Report every row below that contains the word "pixel", copying each such row in full.
════════
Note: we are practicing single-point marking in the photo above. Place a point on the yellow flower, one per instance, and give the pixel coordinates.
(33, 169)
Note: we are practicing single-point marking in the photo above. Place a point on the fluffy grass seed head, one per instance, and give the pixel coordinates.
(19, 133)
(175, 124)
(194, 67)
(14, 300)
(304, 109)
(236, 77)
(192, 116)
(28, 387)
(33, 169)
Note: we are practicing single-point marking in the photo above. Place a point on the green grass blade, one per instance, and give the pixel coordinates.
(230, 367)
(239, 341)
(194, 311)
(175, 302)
════════
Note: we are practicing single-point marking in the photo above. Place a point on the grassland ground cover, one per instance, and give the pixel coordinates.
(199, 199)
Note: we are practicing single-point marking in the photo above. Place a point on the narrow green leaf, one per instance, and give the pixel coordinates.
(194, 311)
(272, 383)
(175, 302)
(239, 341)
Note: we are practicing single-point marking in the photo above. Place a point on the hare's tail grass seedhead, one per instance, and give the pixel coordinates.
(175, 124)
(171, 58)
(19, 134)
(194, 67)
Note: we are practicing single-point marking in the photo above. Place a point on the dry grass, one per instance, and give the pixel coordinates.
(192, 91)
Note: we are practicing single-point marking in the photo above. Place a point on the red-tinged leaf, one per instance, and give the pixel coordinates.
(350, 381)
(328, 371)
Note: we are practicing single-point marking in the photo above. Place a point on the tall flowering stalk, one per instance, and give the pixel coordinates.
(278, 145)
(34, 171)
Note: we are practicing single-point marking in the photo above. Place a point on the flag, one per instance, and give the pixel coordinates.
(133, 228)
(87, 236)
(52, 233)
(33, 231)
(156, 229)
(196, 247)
════════
Written answer:
Note: we are practicing single-point marking in the photo above. Place a point on the yellow flower, one per instance, and give the pixel coordinates.
Note: we are practicing single-point marking in the photo above. Place a point on the fluffy grass seed head, one per instance, and give the pixel coordinates.
Note: we are practicing single-point marking in the photo above. Place a point on the green grass blade, one per instance, and give the pixel coordinates.
Note: we are practicing single-point marking in the photo above. Place a point on the grassland ground cover, one per instance, and give the pixel coordinates.
Note: we are practicing single-point marking in the photo above. Place a point on the narrow green leaf, one per instance, and give the pixel coordinates.
Note: we are practicing single-point marking in the photo above. Place a point on the hare's tail grass seedhead, one per instance, and give the pixel coordinates.
Note: we are practicing single-point marking in the photo above. Place a point on the dry grass, one per instance, and give the pixel coordinates.
Note: we are practicing single-point marking in the photo above. Place a point on the red-tinged leaf, one per instance, and give the pixel coordinates.
Note: we are practicing single-point marking in the photo above. Place a point on the tall flowering stalk, one per instance, and give the pixel coordinates.
Note: we are practicing single-point marking in the photo above. Place a point on the flag, one per instance, and give the pixel coordinates.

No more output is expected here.